-- DATA TO PROCESS follows --

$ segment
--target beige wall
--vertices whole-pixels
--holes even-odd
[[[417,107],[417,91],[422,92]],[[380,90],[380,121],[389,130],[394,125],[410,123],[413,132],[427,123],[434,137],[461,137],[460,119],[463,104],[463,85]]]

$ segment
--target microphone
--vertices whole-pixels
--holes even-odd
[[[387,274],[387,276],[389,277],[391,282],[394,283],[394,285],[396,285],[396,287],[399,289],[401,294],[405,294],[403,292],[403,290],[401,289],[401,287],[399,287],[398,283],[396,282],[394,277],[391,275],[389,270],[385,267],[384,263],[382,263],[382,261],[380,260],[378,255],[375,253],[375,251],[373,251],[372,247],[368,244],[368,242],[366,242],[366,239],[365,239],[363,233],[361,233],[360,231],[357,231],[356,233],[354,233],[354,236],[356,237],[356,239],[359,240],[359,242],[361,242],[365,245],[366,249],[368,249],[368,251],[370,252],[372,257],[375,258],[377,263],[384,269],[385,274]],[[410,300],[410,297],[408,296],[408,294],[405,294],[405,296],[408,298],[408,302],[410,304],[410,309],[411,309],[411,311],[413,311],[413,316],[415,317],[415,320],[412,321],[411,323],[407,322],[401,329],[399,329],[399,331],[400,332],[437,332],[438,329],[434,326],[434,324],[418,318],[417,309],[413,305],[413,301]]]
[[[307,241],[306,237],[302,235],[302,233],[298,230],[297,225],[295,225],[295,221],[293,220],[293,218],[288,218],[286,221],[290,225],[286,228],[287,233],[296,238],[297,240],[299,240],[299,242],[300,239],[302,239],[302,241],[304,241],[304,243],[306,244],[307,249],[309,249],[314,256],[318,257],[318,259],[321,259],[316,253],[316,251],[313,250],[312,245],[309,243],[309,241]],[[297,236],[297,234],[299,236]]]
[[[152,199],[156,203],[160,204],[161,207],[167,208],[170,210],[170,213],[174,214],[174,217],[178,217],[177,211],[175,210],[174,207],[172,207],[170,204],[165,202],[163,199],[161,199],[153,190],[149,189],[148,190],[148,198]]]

-- DATA TO PROCESS concluded --

▸ **ABOUT THIS EXERCISE**:
Report back every line of the entries in which "target" occurs.

▸ **ANSWER SPACE**:
--target beige wall
--target microphone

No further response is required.